__Work required__: Format the lines below as a JSON list of strings, one string per line and no blank lines, covering everything from the line containing "the red sneaker" down to the line containing "(1256, 488)", both ends included.

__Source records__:
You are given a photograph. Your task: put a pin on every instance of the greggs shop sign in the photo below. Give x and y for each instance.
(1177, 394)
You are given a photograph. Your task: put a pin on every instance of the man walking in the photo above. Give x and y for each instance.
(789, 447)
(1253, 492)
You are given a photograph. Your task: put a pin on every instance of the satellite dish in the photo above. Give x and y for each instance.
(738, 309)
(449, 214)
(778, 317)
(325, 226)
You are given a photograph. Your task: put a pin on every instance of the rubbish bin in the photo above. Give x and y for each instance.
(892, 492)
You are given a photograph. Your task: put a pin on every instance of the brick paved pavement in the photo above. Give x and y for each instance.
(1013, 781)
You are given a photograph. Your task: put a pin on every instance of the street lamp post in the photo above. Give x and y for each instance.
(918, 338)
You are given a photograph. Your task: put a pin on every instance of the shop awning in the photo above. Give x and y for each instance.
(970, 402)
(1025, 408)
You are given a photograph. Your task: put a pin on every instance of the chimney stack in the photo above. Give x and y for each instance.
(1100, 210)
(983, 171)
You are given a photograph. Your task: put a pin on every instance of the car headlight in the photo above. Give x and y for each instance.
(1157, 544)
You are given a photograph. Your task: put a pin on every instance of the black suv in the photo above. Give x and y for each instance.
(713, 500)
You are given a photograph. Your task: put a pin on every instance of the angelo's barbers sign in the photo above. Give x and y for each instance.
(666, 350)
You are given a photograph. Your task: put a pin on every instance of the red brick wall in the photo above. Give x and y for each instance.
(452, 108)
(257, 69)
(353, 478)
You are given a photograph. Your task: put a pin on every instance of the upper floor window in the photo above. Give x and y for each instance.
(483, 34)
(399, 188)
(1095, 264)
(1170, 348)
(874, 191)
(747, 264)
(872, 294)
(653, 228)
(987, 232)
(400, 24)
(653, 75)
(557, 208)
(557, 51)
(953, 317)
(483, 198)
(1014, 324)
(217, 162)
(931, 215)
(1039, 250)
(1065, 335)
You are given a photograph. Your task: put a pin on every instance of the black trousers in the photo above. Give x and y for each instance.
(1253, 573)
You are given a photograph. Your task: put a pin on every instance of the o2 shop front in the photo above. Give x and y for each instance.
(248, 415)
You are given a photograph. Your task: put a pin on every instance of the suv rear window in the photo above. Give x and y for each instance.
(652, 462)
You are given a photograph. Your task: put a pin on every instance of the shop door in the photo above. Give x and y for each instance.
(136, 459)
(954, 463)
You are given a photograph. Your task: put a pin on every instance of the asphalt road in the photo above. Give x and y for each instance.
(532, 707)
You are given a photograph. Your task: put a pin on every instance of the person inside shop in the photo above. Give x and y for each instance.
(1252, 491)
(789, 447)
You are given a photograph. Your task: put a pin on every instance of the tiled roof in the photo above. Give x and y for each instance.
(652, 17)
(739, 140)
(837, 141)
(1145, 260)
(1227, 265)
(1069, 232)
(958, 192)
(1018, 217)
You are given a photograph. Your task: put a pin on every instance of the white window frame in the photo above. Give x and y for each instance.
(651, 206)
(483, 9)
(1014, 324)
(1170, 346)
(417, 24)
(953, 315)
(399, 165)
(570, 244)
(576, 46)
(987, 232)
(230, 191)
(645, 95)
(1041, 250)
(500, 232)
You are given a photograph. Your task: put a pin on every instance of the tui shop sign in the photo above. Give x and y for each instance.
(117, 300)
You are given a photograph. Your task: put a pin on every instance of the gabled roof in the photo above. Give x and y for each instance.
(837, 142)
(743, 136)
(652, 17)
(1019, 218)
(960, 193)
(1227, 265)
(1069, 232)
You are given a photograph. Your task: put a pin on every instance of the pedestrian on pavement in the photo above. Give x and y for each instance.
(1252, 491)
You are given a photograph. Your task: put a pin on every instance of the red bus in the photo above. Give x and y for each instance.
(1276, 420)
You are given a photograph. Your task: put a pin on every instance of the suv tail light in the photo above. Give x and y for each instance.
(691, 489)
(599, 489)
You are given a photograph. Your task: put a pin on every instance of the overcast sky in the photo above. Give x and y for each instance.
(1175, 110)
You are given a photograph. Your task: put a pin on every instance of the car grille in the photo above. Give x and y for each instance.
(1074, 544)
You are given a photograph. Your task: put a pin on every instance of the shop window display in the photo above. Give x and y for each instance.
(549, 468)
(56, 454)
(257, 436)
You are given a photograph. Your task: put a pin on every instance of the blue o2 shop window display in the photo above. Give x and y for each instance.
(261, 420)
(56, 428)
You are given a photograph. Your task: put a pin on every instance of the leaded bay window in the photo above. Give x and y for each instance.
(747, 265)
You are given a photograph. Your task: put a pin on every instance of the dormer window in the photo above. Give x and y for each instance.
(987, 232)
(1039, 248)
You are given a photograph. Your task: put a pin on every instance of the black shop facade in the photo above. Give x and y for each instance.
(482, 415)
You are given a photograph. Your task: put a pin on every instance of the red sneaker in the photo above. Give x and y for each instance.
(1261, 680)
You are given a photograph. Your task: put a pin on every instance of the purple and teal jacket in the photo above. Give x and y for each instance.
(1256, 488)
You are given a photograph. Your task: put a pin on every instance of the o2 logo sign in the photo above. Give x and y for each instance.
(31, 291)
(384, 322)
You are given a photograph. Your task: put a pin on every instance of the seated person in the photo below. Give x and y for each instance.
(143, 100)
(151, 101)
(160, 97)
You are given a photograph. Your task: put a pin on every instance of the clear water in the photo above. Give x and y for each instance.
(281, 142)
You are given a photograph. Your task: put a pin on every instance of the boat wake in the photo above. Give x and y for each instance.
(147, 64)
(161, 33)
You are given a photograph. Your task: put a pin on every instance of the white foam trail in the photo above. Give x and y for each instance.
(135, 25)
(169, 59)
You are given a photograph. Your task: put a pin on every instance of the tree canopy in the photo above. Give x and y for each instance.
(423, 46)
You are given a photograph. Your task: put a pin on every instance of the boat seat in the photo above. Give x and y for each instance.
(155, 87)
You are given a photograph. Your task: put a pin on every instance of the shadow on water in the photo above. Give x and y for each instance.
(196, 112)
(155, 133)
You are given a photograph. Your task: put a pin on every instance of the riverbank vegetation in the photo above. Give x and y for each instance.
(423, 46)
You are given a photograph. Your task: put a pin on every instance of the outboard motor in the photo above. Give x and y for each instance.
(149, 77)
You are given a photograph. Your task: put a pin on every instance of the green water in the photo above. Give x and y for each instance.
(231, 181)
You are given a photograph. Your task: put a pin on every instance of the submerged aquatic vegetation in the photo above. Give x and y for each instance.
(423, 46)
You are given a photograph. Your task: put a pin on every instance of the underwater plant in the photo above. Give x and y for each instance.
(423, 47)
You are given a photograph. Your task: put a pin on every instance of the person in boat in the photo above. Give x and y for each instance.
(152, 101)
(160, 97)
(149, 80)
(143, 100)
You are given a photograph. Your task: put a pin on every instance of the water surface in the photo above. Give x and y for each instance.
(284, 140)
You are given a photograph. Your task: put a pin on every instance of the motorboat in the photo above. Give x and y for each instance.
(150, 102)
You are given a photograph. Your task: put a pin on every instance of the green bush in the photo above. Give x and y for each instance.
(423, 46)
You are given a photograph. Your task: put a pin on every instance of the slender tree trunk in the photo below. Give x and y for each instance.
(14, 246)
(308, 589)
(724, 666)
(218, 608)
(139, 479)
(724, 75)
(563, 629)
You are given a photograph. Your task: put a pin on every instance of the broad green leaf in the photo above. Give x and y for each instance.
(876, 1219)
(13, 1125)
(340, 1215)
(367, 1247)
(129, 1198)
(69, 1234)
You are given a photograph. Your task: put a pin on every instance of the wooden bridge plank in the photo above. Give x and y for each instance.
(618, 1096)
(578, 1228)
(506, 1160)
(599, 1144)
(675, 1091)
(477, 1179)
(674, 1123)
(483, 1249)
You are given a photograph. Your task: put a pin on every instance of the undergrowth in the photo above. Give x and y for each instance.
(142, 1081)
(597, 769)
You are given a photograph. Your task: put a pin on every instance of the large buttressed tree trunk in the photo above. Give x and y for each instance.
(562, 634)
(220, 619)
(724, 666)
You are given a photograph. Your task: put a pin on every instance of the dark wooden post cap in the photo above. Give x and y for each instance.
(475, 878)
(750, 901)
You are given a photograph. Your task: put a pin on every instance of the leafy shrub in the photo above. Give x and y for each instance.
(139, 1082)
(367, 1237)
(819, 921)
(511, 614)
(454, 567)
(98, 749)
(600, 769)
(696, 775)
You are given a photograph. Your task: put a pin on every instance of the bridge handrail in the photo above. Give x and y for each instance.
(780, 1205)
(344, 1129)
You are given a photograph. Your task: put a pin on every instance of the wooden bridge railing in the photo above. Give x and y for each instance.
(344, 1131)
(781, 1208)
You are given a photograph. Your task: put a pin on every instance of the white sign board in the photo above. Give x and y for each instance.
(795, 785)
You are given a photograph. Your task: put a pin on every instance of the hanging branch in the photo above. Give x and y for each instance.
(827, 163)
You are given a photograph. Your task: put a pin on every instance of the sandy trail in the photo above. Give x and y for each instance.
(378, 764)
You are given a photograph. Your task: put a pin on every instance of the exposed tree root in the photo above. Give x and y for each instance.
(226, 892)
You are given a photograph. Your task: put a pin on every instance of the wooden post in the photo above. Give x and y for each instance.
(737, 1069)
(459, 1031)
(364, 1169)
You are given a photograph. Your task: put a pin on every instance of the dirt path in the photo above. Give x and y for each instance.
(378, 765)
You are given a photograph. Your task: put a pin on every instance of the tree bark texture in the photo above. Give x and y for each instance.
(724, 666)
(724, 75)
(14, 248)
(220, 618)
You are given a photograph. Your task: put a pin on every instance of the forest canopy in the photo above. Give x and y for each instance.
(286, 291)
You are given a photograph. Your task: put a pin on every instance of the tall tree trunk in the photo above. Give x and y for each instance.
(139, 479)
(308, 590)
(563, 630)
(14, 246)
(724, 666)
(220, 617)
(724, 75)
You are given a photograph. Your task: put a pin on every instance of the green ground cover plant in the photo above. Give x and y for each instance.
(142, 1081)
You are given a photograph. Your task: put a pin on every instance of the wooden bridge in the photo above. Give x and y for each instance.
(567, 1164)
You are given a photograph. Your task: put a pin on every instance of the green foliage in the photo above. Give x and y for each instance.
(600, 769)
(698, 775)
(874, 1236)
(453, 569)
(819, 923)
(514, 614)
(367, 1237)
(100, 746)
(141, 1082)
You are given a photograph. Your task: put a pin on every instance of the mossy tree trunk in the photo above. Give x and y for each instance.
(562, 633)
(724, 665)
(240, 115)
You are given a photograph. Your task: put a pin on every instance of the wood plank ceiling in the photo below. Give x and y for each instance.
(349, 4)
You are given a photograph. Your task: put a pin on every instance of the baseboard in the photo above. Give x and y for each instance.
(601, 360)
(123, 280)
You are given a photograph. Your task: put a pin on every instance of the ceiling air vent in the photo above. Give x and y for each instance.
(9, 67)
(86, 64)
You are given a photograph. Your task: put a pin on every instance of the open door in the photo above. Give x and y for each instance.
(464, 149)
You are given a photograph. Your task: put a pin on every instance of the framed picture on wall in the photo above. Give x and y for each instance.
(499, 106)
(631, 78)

__Result of this exercise__:
[
  "You are given a photograph. Your task: put a pin on every instance of the red sneaker in the photo above. Give x and y for each instance.",
  "(1261, 680)",
  "You are given a photograph. Your task: put a pin on every instance of the purple and teal jacket in the photo above. Give x and y for each instance.",
  "(1256, 488)"
]